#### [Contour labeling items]
====

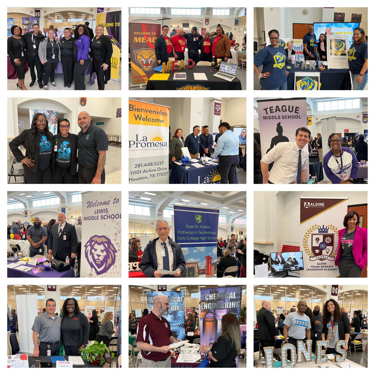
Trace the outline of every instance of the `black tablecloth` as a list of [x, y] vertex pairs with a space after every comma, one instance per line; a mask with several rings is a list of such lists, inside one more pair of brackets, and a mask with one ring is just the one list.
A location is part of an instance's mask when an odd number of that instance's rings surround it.
[[294, 73], [296, 72], [305, 73], [312, 72], [320, 73], [320, 86], [321, 90], [351, 90], [350, 74], [346, 69], [330, 69], [326, 68], [322, 72], [317, 68], [315, 70], [304, 70], [300, 68], [293, 68], [288, 71], [289, 75], [286, 80], [288, 90], [292, 90], [294, 85]]
[[[176, 72], [169, 72], [170, 75], [166, 81], [154, 81], [149, 80], [146, 86], [146, 90], [174, 90], [183, 87], [183, 90], [240, 90], [242, 89], [241, 82], [238, 78], [235, 78], [231, 82], [221, 78], [214, 77], [215, 73], [210, 71], [210, 66], [194, 66], [192, 69], [177, 70], [177, 73], [186, 74], [186, 80], [174, 80]], [[155, 72], [156, 74], [159, 74]], [[196, 80], [194, 79], [195, 73], [204, 73], [207, 77], [207, 81]]]
[[323, 167], [320, 162], [316, 162], [316, 163], [309, 163], [309, 172], [313, 176], [316, 174], [316, 181], [320, 182], [324, 179], [324, 175], [323, 174]]

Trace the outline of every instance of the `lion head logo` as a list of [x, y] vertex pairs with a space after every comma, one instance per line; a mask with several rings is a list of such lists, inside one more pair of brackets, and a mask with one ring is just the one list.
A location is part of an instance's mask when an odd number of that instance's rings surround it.
[[105, 236], [94, 236], [85, 245], [85, 256], [98, 275], [107, 272], [115, 264], [117, 250]]
[[311, 77], [304, 77], [297, 82], [297, 89], [298, 90], [315, 90], [318, 82]]
[[151, 69], [152, 64], [156, 61], [156, 55], [155, 51], [151, 48], [142, 48], [138, 51], [135, 51], [135, 58], [142, 66], [144, 70], [149, 70]]

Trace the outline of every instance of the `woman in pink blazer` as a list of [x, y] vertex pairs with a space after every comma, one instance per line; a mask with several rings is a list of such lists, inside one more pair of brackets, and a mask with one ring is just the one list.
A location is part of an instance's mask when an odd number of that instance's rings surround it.
[[350, 211], [339, 231], [339, 248], [334, 260], [341, 278], [360, 278], [367, 263], [367, 230], [357, 226], [359, 216]]

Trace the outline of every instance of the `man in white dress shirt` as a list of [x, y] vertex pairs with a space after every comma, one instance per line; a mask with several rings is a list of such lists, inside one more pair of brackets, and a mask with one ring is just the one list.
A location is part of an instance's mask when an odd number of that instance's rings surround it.
[[[309, 177], [309, 152], [305, 146], [310, 135], [307, 128], [299, 128], [296, 132], [295, 142], [280, 142], [262, 158], [260, 165], [264, 183], [306, 183]], [[268, 174], [268, 165], [272, 162], [273, 166]]]

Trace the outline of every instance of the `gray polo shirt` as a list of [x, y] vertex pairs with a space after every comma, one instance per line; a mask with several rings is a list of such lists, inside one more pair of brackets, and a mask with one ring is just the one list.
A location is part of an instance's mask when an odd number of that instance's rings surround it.
[[40, 226], [39, 228], [37, 228], [35, 225], [32, 225], [27, 230], [26, 235], [31, 236], [32, 240], [35, 243], [38, 243], [42, 239], [42, 237], [47, 236], [47, 231], [44, 226]]
[[51, 318], [46, 311], [35, 317], [31, 327], [39, 333], [39, 340], [43, 342], [57, 342], [60, 339], [61, 318], [57, 315]]

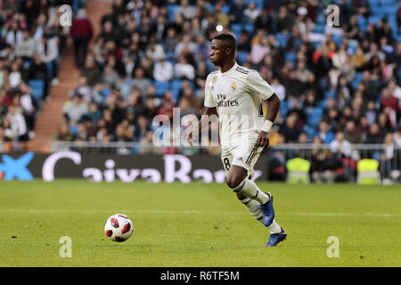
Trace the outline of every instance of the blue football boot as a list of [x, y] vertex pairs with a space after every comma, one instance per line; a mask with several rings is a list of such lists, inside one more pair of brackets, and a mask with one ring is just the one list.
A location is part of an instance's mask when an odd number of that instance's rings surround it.
[[273, 223], [273, 220], [274, 219], [274, 209], [273, 208], [272, 194], [268, 192], [266, 192], [266, 194], [270, 197], [269, 201], [267, 203], [260, 205], [260, 209], [262, 210], [263, 224], [267, 227]]
[[285, 240], [287, 238], [287, 232], [281, 228], [282, 231], [279, 233], [271, 233], [269, 241], [265, 245], [265, 247], [275, 247], [279, 242]]

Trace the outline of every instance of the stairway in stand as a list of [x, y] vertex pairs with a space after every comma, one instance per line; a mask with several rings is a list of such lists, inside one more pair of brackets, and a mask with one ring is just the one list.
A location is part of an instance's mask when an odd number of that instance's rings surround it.
[[[111, 1], [87, 1], [86, 12], [94, 28], [93, 40], [100, 32], [100, 20], [110, 4]], [[50, 87], [50, 98], [43, 102], [42, 110], [35, 126], [36, 137], [28, 142], [29, 151], [36, 152], [51, 151], [51, 142], [55, 141], [58, 129], [64, 120], [62, 107], [70, 100], [70, 92], [76, 87], [79, 73], [75, 65], [72, 47], [69, 48], [60, 64], [58, 77], [60, 83]]]

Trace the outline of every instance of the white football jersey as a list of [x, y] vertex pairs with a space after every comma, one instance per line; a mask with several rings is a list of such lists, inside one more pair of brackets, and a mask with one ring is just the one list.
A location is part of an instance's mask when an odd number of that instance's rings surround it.
[[258, 71], [236, 62], [224, 73], [217, 70], [208, 76], [204, 105], [217, 109], [223, 147], [258, 137], [265, 121], [262, 100], [273, 94]]

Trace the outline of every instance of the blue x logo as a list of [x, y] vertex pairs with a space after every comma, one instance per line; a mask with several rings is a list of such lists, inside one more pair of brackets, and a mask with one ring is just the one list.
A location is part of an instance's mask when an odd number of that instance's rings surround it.
[[3, 155], [3, 163], [0, 163], [0, 172], [4, 175], [4, 180], [32, 180], [33, 175], [27, 167], [34, 157], [33, 152], [28, 152], [19, 159], [12, 159], [8, 155]]

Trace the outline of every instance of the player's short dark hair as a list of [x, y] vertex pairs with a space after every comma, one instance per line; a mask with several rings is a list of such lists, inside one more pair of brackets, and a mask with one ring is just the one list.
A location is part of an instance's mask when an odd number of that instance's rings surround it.
[[235, 37], [232, 34], [228, 33], [221, 33], [213, 37], [213, 39], [218, 39], [220, 41], [225, 42], [227, 45], [227, 47], [232, 48], [233, 50], [237, 49], [237, 41], [235, 40]]

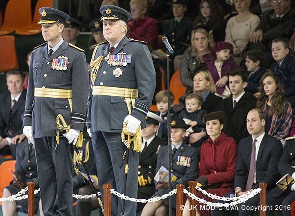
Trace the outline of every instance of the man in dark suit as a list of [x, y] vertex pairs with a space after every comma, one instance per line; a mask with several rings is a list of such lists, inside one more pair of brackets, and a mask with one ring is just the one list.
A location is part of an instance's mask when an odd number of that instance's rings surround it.
[[[40, 8], [39, 12], [38, 23], [47, 43], [35, 48], [32, 53], [23, 132], [34, 139], [45, 216], [70, 216], [73, 145], [82, 134], [86, 113], [86, 59], [83, 50], [62, 38], [69, 16], [47, 7]], [[57, 127], [56, 118], [59, 114], [70, 126], [64, 134], [65, 137], [62, 136], [65, 131]]]
[[235, 139], [237, 143], [243, 138], [249, 136], [246, 125], [248, 112], [255, 108], [256, 99], [245, 91], [247, 73], [242, 69], [229, 71], [229, 85], [232, 96], [223, 99], [224, 118], [224, 131], [226, 135]]
[[13, 138], [22, 134], [21, 116], [25, 110], [26, 101], [26, 91], [24, 90], [22, 72], [13, 69], [7, 72], [6, 84], [9, 91], [0, 95], [0, 154], [11, 153], [15, 159], [16, 146], [14, 145]]
[[[286, 139], [286, 146], [283, 150], [283, 154], [278, 163], [279, 172], [284, 176], [289, 174], [295, 181], [295, 137]], [[267, 216], [273, 216], [275, 206], [282, 206], [283, 216], [290, 216], [290, 207], [292, 202], [295, 200], [295, 183], [288, 185], [285, 191], [276, 187], [266, 197], [268, 206], [272, 206], [272, 209], [267, 211]]]
[[[157, 157], [160, 148], [167, 144], [167, 141], [156, 136], [159, 124], [163, 119], [158, 115], [148, 112], [146, 117], [146, 127], [142, 130], [142, 151], [139, 155], [138, 166], [138, 199], [149, 199], [156, 191], [154, 178], [156, 174]], [[144, 208], [145, 203], [137, 203], [136, 212]]]
[[[279, 140], [265, 133], [265, 116], [260, 109], [251, 109], [248, 113], [247, 128], [251, 136], [242, 139], [238, 146], [234, 183], [236, 196], [257, 189], [261, 182], [267, 184], [269, 191], [280, 178], [278, 162], [283, 147]], [[257, 194], [240, 204], [238, 207], [239, 215], [252, 215], [254, 210], [249, 207], [259, 205], [259, 194]], [[228, 211], [221, 208], [211, 210], [211, 212], [214, 216], [227, 216]]]

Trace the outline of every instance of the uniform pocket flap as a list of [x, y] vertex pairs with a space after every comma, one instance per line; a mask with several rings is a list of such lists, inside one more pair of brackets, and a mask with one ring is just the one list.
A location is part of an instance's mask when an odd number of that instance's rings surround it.
[[65, 101], [55, 101], [54, 102], [54, 108], [63, 109], [70, 108], [68, 102]]

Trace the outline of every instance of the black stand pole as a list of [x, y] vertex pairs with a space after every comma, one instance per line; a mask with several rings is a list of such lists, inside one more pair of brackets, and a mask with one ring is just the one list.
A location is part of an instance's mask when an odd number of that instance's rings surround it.
[[[170, 140], [170, 127], [171, 123], [171, 114], [170, 113], [170, 55], [168, 51], [166, 51], [166, 57], [167, 62], [167, 101], [168, 110], [167, 111], [167, 148], [168, 148], [168, 189], [169, 192], [171, 191], [171, 164], [172, 163], [171, 141]], [[171, 196], [168, 197], [168, 216], [171, 216], [172, 204]]]

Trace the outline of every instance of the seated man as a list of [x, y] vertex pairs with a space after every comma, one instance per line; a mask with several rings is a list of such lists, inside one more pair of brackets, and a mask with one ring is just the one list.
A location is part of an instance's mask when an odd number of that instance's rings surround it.
[[[35, 189], [39, 188], [39, 179], [37, 171], [37, 163], [34, 147], [34, 139], [30, 137], [17, 145], [15, 174], [17, 177], [9, 186], [3, 190], [3, 197], [8, 197], [16, 194], [22, 189], [27, 187], [27, 183], [33, 182], [36, 184]], [[40, 208], [41, 216], [44, 216], [42, 211], [40, 192], [35, 195], [35, 214], [37, 213], [38, 206]], [[18, 206], [20, 208], [17, 210]], [[17, 201], [3, 202], [2, 210], [4, 216], [17, 215], [17, 211], [27, 213], [28, 200], [22, 199]]]
[[270, 51], [271, 41], [278, 37], [289, 39], [295, 26], [295, 10], [290, 8], [290, 0], [271, 0], [273, 10], [263, 14], [256, 30], [250, 37], [248, 50], [259, 49], [266, 53], [266, 65], [274, 61]]
[[14, 137], [22, 134], [21, 117], [25, 110], [26, 94], [22, 72], [13, 69], [7, 72], [6, 84], [9, 91], [0, 95], [0, 154], [11, 153], [15, 159], [16, 146], [11, 144]]
[[[275, 187], [275, 183], [280, 178], [278, 162], [283, 148], [281, 142], [265, 133], [265, 118], [260, 109], [251, 109], [248, 113], [247, 129], [251, 135], [242, 139], [238, 145], [234, 183], [236, 196], [257, 189], [261, 182], [267, 184], [269, 191]], [[241, 203], [236, 209], [238, 208], [240, 216], [249, 216], [254, 213], [254, 207], [258, 206], [259, 194]], [[211, 210], [211, 213], [213, 216], [227, 216], [230, 211], [226, 208], [215, 208]]]
[[[138, 199], [149, 199], [156, 192], [154, 178], [156, 174], [157, 157], [159, 149], [167, 145], [166, 140], [156, 136], [159, 124], [163, 119], [158, 115], [148, 112], [146, 127], [141, 130], [143, 142], [138, 166]], [[136, 212], [142, 210], [145, 203], [137, 203]]]

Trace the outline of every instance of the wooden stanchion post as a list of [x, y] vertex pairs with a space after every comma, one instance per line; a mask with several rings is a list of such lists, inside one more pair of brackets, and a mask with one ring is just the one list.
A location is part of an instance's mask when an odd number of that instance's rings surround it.
[[266, 188], [267, 184], [265, 182], [259, 183], [259, 188], [261, 189], [260, 194], [259, 216], [266, 216]]
[[[190, 181], [188, 184], [189, 185], [189, 192], [194, 195], [196, 195], [196, 192], [197, 191], [197, 189], [196, 189], [197, 182], [195, 181]], [[191, 207], [189, 210], [189, 216], [196, 216], [197, 212], [196, 212], [196, 210], [194, 209], [194, 206], [196, 206], [197, 200], [193, 199], [190, 197], [188, 197], [188, 199], [189, 200], [189, 205]]]
[[29, 182], [27, 183], [28, 187], [28, 216], [35, 215], [35, 183]]
[[112, 189], [112, 185], [110, 184], [104, 184], [103, 187], [104, 216], [111, 216], [111, 189]]
[[176, 216], [182, 216], [183, 209], [180, 206], [183, 205], [183, 189], [184, 185], [176, 185]]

====

#### [Task prompt]
Print the lines exactly as they appear, beginning at the line that contains "in white dress" and stopping after the line that contains "318], [57, 315]]".

#### [Solution to this exercise]
Trace the outline of every instance of the `man in white dress shirt` as a list of [x, y] vertex pairs with a space after every comma, one instance per line; a mask with several rings is a list of such lists, inside one more pair of brackets, and a mask with one ring is just the one list.
A location is part of an instance's mask when an odd number of that instance's rings surround it.
[[[309, 177], [309, 152], [305, 146], [310, 135], [307, 128], [299, 128], [296, 132], [295, 142], [280, 142], [262, 158], [260, 165], [264, 183], [306, 183]], [[268, 174], [268, 165], [272, 162], [273, 166]]]

Trace the outline of every instance of the `gray polo shirt` as a list of [x, y] vertex pairs with a space after every comma, one instance per line; a mask with several rings is a list of such lists, inside one more pair of brackets, and a mask with one ring is just the one list.
A location is part of an instance's mask when an odd number of that instance's rings surround it.
[[40, 226], [39, 228], [37, 228], [35, 225], [32, 225], [27, 230], [26, 235], [31, 236], [32, 240], [35, 243], [38, 243], [42, 239], [42, 237], [47, 236], [47, 231], [44, 226]]
[[51, 318], [46, 311], [35, 317], [31, 327], [39, 333], [39, 340], [43, 342], [57, 342], [60, 339], [61, 318], [57, 315]]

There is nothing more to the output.